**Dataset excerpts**
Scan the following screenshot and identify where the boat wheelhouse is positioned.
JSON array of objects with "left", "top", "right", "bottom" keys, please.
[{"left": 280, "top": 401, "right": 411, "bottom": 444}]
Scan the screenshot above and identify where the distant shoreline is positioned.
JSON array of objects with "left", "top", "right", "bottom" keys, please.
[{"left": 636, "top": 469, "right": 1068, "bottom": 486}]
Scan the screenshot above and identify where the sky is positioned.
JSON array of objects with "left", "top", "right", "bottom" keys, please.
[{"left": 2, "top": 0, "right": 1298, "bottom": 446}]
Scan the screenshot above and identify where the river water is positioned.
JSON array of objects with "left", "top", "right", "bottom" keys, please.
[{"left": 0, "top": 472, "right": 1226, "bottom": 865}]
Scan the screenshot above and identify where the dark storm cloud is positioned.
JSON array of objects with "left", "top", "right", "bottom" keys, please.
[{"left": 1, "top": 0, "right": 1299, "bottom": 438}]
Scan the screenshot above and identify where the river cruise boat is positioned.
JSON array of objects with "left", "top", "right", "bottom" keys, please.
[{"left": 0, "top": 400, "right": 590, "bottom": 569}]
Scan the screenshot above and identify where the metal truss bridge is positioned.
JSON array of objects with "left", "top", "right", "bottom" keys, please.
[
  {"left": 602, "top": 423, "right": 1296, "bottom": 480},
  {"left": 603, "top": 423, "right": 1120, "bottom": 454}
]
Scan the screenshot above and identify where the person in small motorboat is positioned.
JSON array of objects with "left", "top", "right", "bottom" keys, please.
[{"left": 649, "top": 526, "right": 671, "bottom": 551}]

**Aim of the task**
The lines to copy are those above that contain "river".

**Your response**
Scan the screenshot above and identify where the river water is positioned.
Scan the screenshot above and identify where the river cruise boat is positioned.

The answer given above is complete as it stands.